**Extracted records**
──────────

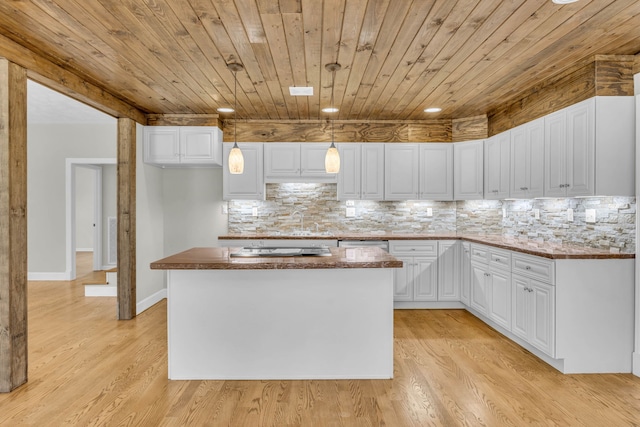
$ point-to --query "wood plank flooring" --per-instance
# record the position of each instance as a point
(87, 368)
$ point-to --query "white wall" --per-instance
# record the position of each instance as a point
(150, 284)
(85, 194)
(48, 145)
(192, 208)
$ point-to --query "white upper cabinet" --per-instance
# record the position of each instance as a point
(296, 162)
(527, 160)
(250, 184)
(361, 173)
(589, 148)
(468, 170)
(496, 166)
(401, 165)
(436, 171)
(183, 145)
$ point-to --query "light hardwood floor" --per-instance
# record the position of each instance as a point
(87, 368)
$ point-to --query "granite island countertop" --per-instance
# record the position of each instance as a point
(528, 246)
(220, 259)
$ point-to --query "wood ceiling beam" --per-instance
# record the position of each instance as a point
(55, 77)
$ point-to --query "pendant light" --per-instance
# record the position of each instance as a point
(236, 159)
(332, 158)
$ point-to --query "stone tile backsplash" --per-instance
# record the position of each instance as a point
(614, 227)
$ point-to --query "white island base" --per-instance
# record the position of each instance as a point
(280, 324)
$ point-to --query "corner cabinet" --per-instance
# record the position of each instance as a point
(468, 170)
(589, 148)
(179, 146)
(361, 175)
(497, 158)
(527, 160)
(250, 184)
(296, 162)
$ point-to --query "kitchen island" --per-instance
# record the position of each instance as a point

──────────

**What needs to be done**
Your copy of the entries must be exact and must not include any of their pictures.

**Exercise result**
$ point-to --query "wood plank flooring" --per-instance
# record the position of each instance as a point
(87, 368)
$ point-to --query "white wall" --per-instance
# record the position of each instance as a point
(150, 284)
(85, 194)
(48, 145)
(192, 208)
$ point-to --query "white upper cabinet" --per-instance
# record the position of each instance as a point
(296, 162)
(527, 160)
(250, 184)
(361, 173)
(589, 148)
(468, 170)
(496, 166)
(401, 165)
(436, 171)
(183, 145)
$ point-to --query "light hardwood floor" --per-instance
# record the position of each instance as a point
(87, 368)
$ point-to --query "granite island countertop" --per-instance
# record the position of each instance as a point
(528, 246)
(220, 259)
$ point-to --query "wood ceiling beam" --per-instance
# record the position of each instance as a point
(55, 77)
$ point-to --query "pendant light" --per-instance
# record the position of each instance as a point
(236, 159)
(332, 158)
$ point-to --query "stone tile backsplash" --per-instance
# record the position of each instance as a point
(614, 227)
$ point-to --query "white island base" --per-instance
# record the position of each instance as a point
(280, 324)
$ point-to --query "corner cabinet" --per-instance
# record the position of each instance as a point
(468, 170)
(589, 148)
(179, 146)
(361, 175)
(497, 158)
(527, 160)
(250, 184)
(296, 162)
$ point-to --query "kitchen island" --per-instance
# record the position of each instance as a point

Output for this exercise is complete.